**Short task**
Continue the stock market commentary from the point where it stops, keeping its line of analysis.

**Source excerpt**
■ ■ ■
Last week I said that this is the stock market’s most likely path:
And so far, the S&P is playing out to this case. The S&P continues its bounce, with the first real resistance at the 38.2% fibonacci retracement.
The economy’s fundamentals determine the stock market’s medium-long term outlook. Technicals determine the stock market’s short-medium term outlook. Here’s why:
- The stock market’s long term risk:reward is no longer bullish.
- The stock market’s medium term leans bullish (i.e. next 3-6 months).
- The stock market’s short term has a slight bearish lean.
We focus on the long term and the medium term. Let’s go from the long term, to the medium term, to the short term.
While the bull market could very well still last until Q2 2019, the long term risk:reward no longer favors bulls. Past a certain point, risk:reward is more important than the stock market’s most probable long term direction.
*I do not define “bear markets” via the traditional -20% decline. I define “bear markets” as 33%+ declines that last >1 year. E.g. 2007-2009, 2000-2002, 1973-1974, 1968-1970.
Some leading indicators are showing signs of deterioration. The usual chain of events looks like this:
- Housing – the earliest leading indicators – starts to deteriorate. This has occurred already
- The labor market starts to deteriorate. Meanwhile, the U.S. stock market is in a long term topping process. We are here right now.
- The labor market deteriorates some more, while other economic indicators start to deteriorate. The bull market is definitely over.
We are currently in phase 2. Let’s look at the data besides our Macro Index
The Goldman Bull/Bear Indicator determines if the economy is “as good as it gets”. And right now, it is very good indeed.
■ ■ ■
Data extracted from a collection
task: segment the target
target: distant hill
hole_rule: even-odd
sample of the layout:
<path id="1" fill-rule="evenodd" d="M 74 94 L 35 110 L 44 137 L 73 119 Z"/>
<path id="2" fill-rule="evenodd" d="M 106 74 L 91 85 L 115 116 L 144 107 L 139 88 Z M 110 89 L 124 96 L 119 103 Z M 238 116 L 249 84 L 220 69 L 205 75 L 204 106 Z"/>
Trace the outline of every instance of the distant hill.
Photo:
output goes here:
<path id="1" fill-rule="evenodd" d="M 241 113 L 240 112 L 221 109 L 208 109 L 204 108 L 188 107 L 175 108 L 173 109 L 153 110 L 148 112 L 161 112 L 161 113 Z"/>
■ ■ ■
**Response**
However, the economy and stock market do not fall just because “the economy is as good as it gets”. Record low unemployment can get lower, and record high valuations can get higher. The economy doesn’t “have to” deteriorate just because unemployment is low. The stock market doesn’t “have to” fall just because valuations are high.
That’s why we focus on leading indicators to identify turning points in the economy and stock market.
Unit profits have been trending downwards since 2014, which marked the halfway point of the bull market and economic expansion. This is a late-cycle sign.
The more important labor market is showing a few signs of economic deterioration, with Initial Claims trending sideways. This deterioration is not significant, but watch out if it persists over the next few weeks and months.
The unemployment rate went up despite Friday’s amazing jobs report. How can the unemployment rate go up when the economy is adding so many jobs?
- The # of jobs added and the unemployment rate come from 2 different surveys.
- More importantly, the unemployment rate is a ratio of the “unemployed” / labor population. When the economy is red hot (i.e. right now), many discouraged workers join the “unemployed” line and start searching for jobs again. So when the economy adds a lot of new jobs but the unemployment rate rises, it’s because many more people are encouraged by the strong economy to start searching for work again. This is why unemployment rate tends to flatten out towards the end of an economic expansion.
Net Earnings Revisions are solidly negative for the first time in 2 years. Net Earnings Revisions turns negative before economic recessions and equity bear markets begin. With many false signals, negative Net Earnings Revisions is a necessary but not sufficient requirement for bear markets and economic recessions.
This “necessary but not sufficient requirement for bear markets” is now a long term bearish sign.
The housing sector is a key leading indicator for the U.S. economy. Housing has been deteriorating since summer 2018.
*Granted, both of these housing indicators have several false SELL signals. But this late in the economic expansion, the chance of a false signal is less likely.
Based on the current rate of economic data, a recession right now is extremely unlikely. A recession is possible at the end of 2019 or early-2020 (which would significantly exacerbate the stock market’s decline). This is not a definitive prediction – it is a moving target as new data comes along.
The current economic expansion is tied for being the longest economic expansion in history. The permabears will tell you “the economy CANNOT keep growing because this expansion has been too long”. This is factually false.
Economic expansions have gotten longer and longer over the past 150 years. Recessions below in blue.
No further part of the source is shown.